[ЦИТИРУЕМЫЙ ТЕКСТ]
Главная линия романа такая. Советник министерства иностранных дел второго ранга, психологически переживший, почти как Пушкин, внутреннее перерождение. Но Пушкин начинал с диссиденства, потом изо всех сил искал пути лояльности и в конце жизни в них разочаровался. А этот начинал с песни “Взвейтесь кострами, синие ночи”; потом пережил глубокое внутреннее разочарование и встал на путь антисоветской деятельности. На первом же шагу этого пути и попался.

Герой этот (Иннокентий Володин), как ответственный работник министерства иностранных дел, узнал, что в стране не очень удачно идет конструирование атомной бомбы. Он узнал также, что через отечественных резидентов важные технологические секреты должны быть переданы агенту Георгию Ковалю от одного из американских перевербованных сотрудников.

Сам он в операции участия не принимал и узнал об операции случайно, но решает позвонить из автомата в американское посольство, чтобы помешать этой акции – нельзя атомную бомбу отдавать в руки “шального режима”.

Первая глава романа называется “Торпеда”. Дату, когда герой романа позвонил в посольство, определить можно совершенно точно – разговор состоялся 24 декабря 1949 года, то есть под католическое Рождество.

Звонит в посольство; посла нет, так как он уже на рождественском приёме, секретарь соединяет его с военным атташе, который практически не говорит по‑русски – поэтому переадресовал его в канадское посольство.

Все разговоры по телефону с посольствами записывались и, причем, несколькими организациями (но и добровольных наблюдателей хватало, поэтому герой не мог сам говорить по-английски). Сталин распараллелил все службы, например, за госбезопасность по ЦК отвечал Берия, а министром госбезопасности был Абакумов.

В момент разговора те, кому поручено наблюдать и прослушивать разговоры с посольством, отвлеклись: один пишет конспект по истории партии, а у другого болит нога. Поэтому момент начала разговора был пропущен – номер автомата, из которого велся разговор, не был записан. Скрыть разговор было невозможно, так как за такой проступок – расстрел.

Это дает герою – Иннокентию Володину — некоторый таймаут до вечера понедельника. О разговоре тут же доложили Рюмину Михаилу Дмитриевичу и Абакумову: пленку с записью разговора направили на “шарашку” в Марфино, где было спецподразделение, занимающееся, так называемыми, звуковидами. Это подразделение было способно по разговору определить индивидуальный речевой лад и, следовательно, можно идентифицировать и голос. Пленку передали филологу–заключенному, Льву Рубину.

В то же время, было известно, что по министерству иностранных дел об этом деле могли знать только пять человек – в результате быстро определили, кто разговаривал – Иннокентий Володин.

Иннокентий Володин, который пытался “спасти планету”, был крещеный; сын красного командира – героя гражданской войны, погибшего при подавлении восстания Антонова в 1920 году. Мать Иннокентия – нежная барышня серебряного века.

[ПОСТАВЛЕННАЯ ЗАДАЧА 1] Изложите суть текста о романе в двух предложениях.
[ПОСТАВЛЕННАЯ ЗАДАЧА 2] Выведите без изменений отрывок текста о романе от слов «Иннокентий Володин, который» до слов «барышня серебряного века.» включительно.

[ИСХОДНЫЕ МАТЕРИАЛЫ]
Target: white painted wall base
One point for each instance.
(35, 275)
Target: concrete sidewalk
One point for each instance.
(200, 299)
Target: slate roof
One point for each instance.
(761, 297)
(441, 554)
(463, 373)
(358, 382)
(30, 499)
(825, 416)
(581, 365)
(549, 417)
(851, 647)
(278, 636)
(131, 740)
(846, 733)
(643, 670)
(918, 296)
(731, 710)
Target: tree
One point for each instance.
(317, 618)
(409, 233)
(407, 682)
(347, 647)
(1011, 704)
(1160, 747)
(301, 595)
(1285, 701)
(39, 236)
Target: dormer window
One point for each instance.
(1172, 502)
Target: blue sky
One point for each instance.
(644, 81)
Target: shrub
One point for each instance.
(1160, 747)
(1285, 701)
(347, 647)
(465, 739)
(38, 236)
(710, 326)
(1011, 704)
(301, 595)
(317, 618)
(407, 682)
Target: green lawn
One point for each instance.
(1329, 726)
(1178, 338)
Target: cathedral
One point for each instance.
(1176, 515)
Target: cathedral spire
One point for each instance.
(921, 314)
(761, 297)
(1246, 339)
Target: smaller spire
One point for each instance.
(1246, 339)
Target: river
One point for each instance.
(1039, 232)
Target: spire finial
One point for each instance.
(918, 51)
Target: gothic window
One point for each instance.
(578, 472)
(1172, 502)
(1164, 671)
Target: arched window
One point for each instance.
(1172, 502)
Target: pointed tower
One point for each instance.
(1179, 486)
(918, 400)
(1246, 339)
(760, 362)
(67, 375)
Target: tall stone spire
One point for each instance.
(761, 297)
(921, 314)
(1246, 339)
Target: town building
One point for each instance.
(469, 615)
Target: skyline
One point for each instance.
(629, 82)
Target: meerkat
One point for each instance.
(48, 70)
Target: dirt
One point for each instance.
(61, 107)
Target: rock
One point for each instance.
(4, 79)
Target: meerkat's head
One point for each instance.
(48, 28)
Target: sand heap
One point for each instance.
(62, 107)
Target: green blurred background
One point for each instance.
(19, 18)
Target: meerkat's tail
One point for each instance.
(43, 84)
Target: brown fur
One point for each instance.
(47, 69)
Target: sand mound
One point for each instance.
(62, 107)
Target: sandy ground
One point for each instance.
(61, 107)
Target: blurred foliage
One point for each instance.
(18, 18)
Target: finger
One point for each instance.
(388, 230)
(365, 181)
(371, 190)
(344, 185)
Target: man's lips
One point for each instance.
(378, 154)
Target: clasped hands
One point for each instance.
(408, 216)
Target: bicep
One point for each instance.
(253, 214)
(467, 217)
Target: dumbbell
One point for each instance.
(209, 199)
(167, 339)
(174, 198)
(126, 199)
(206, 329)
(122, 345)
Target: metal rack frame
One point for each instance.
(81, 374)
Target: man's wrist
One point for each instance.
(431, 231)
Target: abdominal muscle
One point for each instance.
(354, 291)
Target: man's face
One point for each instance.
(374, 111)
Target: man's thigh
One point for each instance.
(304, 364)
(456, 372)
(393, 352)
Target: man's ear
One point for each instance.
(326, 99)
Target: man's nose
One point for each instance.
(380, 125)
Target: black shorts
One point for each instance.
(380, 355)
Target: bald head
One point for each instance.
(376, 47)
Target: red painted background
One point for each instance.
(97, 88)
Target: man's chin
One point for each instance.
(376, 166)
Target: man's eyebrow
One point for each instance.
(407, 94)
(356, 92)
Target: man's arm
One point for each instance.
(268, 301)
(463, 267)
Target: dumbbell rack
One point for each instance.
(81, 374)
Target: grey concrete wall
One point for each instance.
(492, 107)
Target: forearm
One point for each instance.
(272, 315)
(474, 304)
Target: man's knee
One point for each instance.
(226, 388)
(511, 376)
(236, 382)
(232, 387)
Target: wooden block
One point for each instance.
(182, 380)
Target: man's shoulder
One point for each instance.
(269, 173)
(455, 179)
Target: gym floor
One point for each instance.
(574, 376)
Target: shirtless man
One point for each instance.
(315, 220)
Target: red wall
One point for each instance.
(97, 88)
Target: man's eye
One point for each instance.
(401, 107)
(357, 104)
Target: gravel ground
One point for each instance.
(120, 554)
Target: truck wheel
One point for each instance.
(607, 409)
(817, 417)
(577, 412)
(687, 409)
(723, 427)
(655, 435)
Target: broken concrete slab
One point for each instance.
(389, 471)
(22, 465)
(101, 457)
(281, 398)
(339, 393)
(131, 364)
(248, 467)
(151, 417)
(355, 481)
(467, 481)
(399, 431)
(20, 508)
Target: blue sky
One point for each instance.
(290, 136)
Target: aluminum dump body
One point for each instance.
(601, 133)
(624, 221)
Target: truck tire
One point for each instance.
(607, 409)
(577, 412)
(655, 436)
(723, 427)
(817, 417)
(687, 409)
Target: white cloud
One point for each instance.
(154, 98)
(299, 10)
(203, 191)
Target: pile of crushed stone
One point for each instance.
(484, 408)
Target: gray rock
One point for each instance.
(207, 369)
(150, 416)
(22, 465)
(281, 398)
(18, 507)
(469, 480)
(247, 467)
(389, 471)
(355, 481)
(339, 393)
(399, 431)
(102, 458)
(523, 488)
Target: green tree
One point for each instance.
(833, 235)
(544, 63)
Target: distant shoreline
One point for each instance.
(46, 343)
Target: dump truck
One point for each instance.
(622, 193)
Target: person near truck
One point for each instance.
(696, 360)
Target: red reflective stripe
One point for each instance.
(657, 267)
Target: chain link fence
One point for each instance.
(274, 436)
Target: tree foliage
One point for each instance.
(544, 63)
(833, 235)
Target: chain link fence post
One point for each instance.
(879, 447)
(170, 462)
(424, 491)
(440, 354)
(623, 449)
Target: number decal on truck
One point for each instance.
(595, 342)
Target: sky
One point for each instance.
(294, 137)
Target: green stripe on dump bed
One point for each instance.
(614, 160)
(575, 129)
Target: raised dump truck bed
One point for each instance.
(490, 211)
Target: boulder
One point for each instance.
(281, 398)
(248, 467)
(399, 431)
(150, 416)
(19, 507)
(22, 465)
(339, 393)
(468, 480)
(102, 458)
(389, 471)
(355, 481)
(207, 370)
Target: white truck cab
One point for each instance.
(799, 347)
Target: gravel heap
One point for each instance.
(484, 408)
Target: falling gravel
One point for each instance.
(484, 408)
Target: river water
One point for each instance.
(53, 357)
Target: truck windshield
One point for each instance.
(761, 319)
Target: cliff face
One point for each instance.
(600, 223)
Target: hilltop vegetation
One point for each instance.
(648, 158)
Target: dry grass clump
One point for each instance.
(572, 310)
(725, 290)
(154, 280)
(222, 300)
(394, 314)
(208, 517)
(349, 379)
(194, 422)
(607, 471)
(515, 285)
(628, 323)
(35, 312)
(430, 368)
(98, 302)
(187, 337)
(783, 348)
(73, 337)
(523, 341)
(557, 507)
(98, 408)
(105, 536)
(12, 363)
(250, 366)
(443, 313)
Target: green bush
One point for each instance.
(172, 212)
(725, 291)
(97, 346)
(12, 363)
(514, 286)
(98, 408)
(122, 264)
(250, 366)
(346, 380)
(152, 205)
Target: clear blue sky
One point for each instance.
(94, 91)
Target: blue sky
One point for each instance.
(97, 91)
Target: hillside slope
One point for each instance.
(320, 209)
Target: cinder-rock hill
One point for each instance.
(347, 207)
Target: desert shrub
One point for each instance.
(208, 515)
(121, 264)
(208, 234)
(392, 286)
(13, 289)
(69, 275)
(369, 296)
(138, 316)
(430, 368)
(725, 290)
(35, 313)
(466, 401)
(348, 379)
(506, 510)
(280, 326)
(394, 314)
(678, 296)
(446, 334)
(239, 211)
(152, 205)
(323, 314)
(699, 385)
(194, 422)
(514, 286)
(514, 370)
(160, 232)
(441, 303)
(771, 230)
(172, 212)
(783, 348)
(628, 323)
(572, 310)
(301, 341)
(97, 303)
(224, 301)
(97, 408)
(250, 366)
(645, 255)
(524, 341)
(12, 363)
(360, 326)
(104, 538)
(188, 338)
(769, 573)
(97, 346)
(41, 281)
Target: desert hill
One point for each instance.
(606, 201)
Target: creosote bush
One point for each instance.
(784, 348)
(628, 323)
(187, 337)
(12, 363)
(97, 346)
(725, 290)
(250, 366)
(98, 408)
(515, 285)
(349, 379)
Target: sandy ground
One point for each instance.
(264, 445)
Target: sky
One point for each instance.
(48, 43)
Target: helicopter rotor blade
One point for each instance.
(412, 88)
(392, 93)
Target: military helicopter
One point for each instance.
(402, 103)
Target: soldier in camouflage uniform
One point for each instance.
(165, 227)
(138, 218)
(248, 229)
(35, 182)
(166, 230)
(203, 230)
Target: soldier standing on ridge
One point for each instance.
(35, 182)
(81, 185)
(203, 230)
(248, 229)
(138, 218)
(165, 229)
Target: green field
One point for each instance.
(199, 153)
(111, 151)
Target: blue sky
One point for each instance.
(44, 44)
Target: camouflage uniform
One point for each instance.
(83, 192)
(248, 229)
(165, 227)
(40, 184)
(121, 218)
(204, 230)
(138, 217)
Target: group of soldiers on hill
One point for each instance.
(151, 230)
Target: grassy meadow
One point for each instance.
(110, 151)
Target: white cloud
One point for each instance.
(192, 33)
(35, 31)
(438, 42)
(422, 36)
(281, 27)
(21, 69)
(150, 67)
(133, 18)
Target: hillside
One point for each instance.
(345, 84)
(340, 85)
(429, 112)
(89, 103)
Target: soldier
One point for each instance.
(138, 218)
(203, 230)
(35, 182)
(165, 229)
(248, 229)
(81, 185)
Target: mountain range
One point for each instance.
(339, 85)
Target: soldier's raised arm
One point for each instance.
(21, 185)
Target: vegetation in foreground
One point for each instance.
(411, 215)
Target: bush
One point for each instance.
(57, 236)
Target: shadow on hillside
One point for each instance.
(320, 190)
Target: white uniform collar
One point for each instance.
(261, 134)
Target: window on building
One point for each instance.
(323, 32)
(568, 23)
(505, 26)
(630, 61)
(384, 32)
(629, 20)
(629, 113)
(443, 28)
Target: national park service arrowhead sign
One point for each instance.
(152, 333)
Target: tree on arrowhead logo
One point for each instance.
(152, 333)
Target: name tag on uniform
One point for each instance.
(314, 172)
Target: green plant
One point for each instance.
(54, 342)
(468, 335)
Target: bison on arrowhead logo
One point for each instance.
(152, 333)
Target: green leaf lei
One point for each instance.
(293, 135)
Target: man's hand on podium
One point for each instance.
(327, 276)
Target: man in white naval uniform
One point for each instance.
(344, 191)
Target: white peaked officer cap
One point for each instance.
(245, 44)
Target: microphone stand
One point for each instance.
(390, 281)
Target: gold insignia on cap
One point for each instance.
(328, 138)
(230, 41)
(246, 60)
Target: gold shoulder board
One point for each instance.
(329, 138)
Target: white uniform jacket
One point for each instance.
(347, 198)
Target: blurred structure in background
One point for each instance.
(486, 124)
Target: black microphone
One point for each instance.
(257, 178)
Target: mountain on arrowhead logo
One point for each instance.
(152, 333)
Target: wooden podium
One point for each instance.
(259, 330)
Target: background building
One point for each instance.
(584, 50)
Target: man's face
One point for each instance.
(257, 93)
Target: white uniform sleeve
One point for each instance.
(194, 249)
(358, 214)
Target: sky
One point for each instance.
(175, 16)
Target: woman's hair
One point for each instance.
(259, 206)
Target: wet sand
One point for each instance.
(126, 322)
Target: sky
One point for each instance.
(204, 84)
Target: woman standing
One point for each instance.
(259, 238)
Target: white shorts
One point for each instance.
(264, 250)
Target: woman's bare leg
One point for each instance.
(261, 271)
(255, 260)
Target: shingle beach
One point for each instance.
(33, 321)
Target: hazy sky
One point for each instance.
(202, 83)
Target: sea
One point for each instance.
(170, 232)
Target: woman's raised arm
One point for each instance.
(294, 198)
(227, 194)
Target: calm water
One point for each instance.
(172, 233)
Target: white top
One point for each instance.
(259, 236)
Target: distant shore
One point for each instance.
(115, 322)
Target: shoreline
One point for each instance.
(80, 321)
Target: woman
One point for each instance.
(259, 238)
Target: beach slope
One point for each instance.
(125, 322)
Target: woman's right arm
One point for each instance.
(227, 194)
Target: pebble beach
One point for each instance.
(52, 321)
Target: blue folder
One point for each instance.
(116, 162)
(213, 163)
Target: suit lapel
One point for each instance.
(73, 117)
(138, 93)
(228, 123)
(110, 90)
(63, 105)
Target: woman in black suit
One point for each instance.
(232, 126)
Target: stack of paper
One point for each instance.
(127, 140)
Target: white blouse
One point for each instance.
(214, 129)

[ОТВЕТ К ЗАДАНИЮ 1] Иннокентий Володин, советник министерства иностранных дел второго ранга, разочаровался в советском строе и 24 декабря 1949 года позвонил из автомата в американское посольство, чтобы помешать передаче секретов атомной бомбы агенту Георгию Ковалю. Наблюдатели пропустили начало разговора и не записали номер автомата, но пленку направили на «шарашку» в Марфино к филологу-заключенному Льву Рубину, а поскольку в министерстве о деле знали лишь пять человек, звонившего быстро определили.

[ОТВЕТ К ЗАДАНИЮ 2]
Иннокентий Володин, который пытался “спасти планету”, был крещеный; сын красного командира – героя гражданской войны, погибшего при подавлении восстания Антонова в 1920 году. Мать Иннокентия – нежная барышня серебряного века.